Which lines in the rows below contain the word "purple"? Pick out each one and copy it, matching case exactly.

:: Stored data ::

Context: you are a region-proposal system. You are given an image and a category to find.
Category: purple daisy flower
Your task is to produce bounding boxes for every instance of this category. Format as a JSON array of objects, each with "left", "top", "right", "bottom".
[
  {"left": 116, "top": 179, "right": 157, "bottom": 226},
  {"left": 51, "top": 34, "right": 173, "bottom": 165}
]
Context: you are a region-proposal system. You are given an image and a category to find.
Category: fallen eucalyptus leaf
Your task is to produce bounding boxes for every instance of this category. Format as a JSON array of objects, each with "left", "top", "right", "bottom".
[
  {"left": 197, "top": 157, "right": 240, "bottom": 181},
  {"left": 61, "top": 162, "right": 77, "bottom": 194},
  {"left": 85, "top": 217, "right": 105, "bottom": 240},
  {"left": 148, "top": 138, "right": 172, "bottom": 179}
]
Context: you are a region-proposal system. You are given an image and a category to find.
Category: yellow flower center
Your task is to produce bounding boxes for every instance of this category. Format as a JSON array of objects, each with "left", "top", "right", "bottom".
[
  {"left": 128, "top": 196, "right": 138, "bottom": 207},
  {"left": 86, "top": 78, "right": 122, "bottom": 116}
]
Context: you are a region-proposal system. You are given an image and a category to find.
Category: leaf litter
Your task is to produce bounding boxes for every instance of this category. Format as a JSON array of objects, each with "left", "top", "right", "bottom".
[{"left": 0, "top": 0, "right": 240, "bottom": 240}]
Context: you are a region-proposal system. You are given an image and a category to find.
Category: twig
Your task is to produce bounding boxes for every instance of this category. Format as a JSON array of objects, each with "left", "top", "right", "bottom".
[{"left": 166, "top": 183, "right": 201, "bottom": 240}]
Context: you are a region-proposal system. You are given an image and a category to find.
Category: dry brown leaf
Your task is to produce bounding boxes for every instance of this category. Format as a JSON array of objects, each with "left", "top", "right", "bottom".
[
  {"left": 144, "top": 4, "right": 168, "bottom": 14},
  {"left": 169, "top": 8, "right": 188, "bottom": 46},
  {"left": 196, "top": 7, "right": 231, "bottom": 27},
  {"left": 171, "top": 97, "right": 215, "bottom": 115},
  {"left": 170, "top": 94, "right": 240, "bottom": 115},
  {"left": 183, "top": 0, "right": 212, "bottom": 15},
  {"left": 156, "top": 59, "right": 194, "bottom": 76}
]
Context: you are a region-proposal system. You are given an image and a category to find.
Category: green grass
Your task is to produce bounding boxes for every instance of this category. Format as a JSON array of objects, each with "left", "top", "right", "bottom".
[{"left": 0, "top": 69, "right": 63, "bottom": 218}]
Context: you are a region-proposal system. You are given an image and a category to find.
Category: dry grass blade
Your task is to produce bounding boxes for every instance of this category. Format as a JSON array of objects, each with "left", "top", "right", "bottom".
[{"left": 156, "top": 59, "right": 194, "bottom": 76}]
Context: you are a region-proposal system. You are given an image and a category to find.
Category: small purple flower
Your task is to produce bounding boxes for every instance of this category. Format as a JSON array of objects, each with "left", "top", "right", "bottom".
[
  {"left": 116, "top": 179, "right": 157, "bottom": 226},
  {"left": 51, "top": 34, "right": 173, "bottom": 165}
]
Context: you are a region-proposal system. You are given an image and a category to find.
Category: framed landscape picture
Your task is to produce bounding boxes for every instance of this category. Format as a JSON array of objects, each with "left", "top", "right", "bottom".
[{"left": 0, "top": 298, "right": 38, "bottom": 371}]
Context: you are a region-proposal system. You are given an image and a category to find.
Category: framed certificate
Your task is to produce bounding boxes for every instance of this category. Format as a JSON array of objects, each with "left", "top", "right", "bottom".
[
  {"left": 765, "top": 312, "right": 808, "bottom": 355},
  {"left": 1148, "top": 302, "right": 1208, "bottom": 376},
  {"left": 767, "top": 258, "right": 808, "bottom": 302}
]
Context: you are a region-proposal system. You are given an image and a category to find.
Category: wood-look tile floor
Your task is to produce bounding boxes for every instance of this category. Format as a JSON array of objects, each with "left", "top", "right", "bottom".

:::

Answer —
Category: purple daisy flower
Category: small purple flower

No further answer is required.